WHAT IS NEEDED >> Please find each line of the data below that contains the string "cloud" and copy those lines out in full. Case counts, so match it exactly.

EXERCISE DATA >>
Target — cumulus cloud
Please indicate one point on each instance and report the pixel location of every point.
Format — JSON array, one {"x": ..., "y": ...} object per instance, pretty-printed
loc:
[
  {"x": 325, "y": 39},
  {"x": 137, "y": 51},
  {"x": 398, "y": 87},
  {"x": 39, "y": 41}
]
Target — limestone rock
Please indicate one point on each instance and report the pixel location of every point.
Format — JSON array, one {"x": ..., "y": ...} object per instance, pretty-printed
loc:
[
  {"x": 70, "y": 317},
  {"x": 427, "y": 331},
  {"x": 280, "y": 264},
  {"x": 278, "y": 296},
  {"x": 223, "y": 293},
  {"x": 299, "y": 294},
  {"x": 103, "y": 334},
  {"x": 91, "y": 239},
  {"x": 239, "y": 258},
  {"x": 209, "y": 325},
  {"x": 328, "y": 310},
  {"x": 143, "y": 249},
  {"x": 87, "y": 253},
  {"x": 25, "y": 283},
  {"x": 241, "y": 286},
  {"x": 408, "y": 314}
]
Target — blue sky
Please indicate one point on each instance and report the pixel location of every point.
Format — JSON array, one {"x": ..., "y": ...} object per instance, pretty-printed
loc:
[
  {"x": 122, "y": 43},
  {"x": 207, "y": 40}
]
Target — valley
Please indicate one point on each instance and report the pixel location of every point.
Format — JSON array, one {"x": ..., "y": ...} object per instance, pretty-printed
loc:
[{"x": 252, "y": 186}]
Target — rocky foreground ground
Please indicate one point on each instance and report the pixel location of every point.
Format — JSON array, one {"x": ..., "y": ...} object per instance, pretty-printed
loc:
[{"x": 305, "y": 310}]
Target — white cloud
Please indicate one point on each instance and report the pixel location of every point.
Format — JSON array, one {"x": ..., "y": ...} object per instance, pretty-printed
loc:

==

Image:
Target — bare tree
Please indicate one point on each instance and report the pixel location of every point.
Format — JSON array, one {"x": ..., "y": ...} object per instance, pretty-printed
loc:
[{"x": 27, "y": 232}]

FULL OUTPUT >>
Target — cumulus cloud
Target — white cloud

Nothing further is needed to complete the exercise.